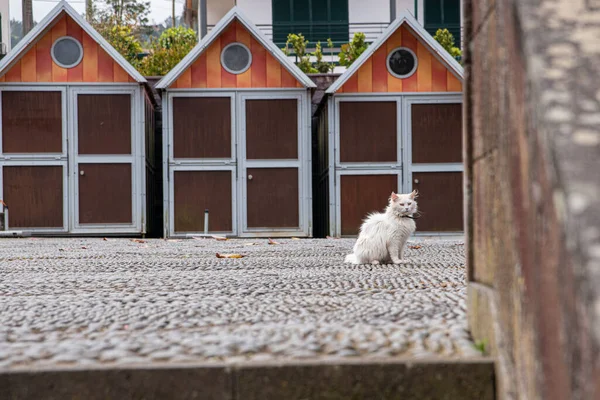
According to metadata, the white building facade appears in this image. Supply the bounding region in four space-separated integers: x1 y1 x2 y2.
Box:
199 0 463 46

● ● ●

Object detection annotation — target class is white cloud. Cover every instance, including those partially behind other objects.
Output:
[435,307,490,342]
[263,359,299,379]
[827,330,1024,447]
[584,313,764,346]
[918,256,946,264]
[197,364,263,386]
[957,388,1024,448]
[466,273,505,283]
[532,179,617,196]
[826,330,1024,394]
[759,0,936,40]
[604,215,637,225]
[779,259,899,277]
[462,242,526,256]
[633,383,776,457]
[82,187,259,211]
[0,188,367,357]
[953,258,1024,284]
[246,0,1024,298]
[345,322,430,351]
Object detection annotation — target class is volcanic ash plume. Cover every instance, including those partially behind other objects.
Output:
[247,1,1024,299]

● ● ●

Reproduce the entries from the line containing "Object detection annotation — target class is volcanic" through the line containing "[247,1,1024,299]", inclusive, with the requests unchanged. Shift every bounding box coordinate in the answers by -80.

Answer to the problem:
Object detection annotation — target class is volcanic ash plume. Cover every instance, including those partially behind other objects.
Output:
[167,-79,944,219]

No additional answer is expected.